What the exercise asks:
Find each line in the listing below that contains the string "door" and copy those lines out. Case counts.

Items from a data source:
● ● ● ●

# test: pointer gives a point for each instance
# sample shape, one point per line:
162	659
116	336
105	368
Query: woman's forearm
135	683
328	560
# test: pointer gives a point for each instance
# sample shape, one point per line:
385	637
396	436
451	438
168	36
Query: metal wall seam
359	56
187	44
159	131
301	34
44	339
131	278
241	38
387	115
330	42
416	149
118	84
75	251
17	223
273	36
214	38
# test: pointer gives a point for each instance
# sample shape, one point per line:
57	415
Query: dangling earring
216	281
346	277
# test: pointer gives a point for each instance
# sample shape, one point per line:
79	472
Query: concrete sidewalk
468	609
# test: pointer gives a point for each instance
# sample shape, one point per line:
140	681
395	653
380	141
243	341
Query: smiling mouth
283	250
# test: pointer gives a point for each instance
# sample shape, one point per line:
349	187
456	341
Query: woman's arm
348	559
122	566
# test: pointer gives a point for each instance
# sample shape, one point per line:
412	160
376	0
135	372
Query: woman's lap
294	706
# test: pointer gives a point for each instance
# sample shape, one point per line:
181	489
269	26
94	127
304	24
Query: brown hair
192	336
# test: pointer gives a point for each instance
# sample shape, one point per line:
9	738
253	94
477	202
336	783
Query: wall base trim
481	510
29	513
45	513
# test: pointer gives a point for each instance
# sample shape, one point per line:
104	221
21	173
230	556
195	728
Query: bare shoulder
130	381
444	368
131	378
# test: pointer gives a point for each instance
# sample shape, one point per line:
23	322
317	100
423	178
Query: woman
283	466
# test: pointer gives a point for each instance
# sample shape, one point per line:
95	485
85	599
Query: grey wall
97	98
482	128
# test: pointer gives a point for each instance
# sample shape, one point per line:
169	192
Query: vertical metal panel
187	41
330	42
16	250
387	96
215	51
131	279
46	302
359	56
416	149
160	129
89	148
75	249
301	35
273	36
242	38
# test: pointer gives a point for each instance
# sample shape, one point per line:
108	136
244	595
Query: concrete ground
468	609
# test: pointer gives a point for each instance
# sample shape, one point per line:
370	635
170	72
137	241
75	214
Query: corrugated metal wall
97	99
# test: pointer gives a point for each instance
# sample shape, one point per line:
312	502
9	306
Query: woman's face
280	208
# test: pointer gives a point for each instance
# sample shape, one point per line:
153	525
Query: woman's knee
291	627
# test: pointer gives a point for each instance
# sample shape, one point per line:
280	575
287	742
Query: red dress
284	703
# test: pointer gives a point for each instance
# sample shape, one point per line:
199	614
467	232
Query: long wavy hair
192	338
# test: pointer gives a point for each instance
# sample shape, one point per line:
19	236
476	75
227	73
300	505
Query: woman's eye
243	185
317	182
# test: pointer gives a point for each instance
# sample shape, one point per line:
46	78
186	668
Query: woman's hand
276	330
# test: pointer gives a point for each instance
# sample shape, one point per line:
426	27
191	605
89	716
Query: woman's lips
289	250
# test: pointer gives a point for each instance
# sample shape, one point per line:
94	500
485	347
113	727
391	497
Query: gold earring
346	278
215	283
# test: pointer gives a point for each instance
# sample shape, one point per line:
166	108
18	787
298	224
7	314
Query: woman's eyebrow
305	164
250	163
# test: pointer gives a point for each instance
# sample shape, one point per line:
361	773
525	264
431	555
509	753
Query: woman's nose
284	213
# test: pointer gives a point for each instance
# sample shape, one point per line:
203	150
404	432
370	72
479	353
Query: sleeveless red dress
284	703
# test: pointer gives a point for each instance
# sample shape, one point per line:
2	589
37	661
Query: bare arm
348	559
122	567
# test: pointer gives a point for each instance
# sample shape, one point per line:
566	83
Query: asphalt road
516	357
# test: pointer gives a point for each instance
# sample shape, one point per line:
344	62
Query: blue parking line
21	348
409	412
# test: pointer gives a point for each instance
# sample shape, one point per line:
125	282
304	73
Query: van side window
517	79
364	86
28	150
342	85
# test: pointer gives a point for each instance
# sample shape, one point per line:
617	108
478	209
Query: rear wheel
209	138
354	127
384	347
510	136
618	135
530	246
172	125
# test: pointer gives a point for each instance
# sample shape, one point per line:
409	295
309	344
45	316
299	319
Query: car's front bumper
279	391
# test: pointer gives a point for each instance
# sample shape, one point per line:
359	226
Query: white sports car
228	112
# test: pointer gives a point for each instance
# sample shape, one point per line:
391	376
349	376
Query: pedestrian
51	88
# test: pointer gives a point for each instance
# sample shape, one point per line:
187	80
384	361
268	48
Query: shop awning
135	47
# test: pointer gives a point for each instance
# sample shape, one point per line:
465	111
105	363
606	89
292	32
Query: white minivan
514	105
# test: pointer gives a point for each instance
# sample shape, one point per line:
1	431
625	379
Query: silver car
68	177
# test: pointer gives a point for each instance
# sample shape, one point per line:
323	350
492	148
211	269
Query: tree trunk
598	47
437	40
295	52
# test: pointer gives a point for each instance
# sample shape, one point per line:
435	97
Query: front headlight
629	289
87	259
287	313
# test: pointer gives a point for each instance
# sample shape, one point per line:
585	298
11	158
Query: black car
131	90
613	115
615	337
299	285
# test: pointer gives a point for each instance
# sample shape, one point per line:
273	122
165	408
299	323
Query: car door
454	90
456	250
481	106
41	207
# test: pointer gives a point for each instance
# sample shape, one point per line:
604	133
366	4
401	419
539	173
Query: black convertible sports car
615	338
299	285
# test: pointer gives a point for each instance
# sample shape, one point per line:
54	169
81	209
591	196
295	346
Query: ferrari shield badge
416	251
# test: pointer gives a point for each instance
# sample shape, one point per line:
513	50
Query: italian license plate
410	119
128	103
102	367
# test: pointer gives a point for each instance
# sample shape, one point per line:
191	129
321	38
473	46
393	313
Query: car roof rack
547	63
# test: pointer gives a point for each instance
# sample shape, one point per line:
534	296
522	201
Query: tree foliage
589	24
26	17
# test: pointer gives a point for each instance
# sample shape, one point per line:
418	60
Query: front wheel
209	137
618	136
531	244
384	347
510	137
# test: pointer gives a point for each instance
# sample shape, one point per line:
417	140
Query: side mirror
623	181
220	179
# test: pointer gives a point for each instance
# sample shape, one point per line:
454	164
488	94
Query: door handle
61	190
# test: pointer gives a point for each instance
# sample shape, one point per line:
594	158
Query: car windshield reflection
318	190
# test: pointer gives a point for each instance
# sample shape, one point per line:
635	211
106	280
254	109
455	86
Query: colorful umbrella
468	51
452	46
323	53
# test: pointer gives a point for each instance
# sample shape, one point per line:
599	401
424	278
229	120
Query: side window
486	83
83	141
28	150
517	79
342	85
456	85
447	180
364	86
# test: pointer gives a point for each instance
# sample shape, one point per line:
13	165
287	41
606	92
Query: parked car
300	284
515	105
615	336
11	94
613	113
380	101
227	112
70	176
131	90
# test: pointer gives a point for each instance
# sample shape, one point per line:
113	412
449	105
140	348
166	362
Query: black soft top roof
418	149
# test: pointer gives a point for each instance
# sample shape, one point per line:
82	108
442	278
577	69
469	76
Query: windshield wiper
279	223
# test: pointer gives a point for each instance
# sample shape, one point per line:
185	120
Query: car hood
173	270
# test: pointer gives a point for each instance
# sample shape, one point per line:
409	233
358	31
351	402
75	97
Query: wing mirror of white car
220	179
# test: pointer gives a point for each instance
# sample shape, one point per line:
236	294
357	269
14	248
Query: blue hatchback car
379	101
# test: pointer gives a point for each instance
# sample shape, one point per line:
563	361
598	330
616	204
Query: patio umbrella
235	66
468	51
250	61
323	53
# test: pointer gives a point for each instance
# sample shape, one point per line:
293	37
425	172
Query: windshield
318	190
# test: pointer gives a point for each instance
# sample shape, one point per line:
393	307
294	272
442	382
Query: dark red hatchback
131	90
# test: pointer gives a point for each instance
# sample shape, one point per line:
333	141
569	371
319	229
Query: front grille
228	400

● ● ● ●

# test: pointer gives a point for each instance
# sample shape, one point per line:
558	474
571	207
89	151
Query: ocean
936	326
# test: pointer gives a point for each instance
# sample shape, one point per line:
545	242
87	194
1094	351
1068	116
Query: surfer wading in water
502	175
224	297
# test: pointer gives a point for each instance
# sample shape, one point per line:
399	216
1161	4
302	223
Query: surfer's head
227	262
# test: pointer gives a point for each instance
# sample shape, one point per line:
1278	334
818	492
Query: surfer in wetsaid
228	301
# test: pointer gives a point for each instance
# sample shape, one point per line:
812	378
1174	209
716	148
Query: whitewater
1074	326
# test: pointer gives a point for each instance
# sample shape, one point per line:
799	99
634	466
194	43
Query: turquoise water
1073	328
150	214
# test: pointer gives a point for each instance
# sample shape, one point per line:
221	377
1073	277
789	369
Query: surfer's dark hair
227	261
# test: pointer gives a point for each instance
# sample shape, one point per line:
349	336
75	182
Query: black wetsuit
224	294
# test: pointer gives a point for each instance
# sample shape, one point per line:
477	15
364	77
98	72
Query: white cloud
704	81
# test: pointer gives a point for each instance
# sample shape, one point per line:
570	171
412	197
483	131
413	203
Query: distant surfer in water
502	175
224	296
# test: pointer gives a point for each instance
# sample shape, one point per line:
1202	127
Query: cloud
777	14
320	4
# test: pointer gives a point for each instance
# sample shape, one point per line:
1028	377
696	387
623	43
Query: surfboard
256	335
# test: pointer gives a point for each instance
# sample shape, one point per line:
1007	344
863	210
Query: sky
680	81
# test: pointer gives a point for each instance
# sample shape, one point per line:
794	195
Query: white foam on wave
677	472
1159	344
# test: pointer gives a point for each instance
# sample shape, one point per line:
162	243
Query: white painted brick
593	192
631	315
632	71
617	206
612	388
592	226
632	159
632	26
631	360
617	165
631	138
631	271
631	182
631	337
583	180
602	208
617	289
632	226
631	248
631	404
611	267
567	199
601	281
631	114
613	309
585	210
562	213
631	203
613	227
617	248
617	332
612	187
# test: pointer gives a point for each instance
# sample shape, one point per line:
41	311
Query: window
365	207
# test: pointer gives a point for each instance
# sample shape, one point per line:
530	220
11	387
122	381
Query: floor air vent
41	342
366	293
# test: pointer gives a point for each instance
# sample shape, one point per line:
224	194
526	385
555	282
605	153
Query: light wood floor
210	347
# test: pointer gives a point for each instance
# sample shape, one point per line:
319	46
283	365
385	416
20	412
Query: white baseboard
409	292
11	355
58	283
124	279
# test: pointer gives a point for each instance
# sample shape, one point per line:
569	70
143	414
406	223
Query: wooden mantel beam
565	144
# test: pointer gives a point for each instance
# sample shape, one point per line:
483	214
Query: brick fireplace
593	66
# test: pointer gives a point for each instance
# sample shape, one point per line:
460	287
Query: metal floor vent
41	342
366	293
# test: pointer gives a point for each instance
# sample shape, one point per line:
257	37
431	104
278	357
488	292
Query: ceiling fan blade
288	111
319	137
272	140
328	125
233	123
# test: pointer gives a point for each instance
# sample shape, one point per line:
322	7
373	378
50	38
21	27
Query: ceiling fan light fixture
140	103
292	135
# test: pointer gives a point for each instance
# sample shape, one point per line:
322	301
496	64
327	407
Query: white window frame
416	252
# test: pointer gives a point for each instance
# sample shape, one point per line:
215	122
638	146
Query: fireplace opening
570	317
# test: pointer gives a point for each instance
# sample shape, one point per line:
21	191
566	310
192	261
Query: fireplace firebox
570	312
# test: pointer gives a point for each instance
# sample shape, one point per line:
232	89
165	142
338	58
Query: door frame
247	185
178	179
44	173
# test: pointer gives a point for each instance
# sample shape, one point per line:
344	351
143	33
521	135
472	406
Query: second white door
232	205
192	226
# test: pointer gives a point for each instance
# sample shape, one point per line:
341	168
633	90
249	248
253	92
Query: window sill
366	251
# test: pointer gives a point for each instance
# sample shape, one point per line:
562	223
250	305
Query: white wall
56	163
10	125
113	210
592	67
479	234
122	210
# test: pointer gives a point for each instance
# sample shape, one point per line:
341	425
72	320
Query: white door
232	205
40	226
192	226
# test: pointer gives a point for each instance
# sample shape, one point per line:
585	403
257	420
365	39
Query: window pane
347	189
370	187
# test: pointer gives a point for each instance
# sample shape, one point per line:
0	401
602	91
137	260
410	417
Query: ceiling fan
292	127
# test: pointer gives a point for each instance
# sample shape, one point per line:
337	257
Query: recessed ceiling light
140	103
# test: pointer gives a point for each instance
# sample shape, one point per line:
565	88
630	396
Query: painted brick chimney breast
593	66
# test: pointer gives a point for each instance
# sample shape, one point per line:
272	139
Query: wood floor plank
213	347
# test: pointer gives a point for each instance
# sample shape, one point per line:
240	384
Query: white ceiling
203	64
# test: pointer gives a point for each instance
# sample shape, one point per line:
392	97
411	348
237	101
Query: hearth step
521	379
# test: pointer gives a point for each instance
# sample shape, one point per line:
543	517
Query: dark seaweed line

● ● ● ●

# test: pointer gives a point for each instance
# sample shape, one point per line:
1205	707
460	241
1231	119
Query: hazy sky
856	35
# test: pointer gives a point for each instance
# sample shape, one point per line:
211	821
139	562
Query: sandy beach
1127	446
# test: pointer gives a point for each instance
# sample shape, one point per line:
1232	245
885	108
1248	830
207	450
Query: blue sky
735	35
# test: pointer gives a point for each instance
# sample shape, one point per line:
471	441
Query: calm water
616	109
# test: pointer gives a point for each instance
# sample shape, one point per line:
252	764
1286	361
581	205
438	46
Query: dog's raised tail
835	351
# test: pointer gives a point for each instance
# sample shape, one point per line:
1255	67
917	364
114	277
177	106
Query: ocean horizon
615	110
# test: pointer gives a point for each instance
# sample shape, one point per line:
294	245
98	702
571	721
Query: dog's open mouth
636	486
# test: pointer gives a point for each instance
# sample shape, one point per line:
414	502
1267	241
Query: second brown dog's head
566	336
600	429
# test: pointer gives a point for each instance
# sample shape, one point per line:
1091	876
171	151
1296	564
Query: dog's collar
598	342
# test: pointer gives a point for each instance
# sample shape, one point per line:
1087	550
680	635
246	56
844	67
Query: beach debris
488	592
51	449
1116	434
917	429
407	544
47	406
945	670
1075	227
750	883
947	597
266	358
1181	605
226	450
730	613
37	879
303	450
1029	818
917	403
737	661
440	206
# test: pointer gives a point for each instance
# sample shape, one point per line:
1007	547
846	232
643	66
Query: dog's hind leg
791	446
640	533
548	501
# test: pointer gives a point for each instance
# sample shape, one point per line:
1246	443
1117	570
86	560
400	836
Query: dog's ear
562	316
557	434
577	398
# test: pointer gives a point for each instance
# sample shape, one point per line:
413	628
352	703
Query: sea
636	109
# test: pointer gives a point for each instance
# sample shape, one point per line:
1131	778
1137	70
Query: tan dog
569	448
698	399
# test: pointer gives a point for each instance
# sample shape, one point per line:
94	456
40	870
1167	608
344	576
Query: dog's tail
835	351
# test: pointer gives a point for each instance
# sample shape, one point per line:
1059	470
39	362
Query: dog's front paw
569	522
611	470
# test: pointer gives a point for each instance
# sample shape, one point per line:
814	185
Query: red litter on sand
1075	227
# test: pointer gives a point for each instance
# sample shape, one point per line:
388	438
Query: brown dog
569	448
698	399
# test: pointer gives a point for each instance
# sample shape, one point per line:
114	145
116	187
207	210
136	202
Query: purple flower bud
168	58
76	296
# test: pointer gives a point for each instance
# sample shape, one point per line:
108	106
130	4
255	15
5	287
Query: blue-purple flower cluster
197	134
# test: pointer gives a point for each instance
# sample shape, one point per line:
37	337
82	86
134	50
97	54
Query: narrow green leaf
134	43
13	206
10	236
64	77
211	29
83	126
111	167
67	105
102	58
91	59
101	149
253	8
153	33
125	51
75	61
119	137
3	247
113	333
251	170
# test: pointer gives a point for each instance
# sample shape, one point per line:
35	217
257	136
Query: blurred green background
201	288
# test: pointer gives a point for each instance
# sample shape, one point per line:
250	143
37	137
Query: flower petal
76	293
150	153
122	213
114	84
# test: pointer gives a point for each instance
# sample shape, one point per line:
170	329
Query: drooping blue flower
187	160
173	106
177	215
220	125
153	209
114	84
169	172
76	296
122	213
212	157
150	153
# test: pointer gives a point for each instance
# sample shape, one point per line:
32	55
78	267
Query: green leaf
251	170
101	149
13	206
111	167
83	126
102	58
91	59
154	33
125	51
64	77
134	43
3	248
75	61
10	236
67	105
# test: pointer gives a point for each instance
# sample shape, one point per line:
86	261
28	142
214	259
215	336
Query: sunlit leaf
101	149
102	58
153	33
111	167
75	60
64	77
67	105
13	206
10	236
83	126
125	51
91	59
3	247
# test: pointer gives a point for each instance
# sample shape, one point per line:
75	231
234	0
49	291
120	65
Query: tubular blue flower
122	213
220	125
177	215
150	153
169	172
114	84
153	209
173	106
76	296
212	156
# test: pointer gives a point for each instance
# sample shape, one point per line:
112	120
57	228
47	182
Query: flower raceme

● ● ● ●

Answer to the task:
Query: car door
Query: door handle
Query: door frame
Query: second white door
Query: white door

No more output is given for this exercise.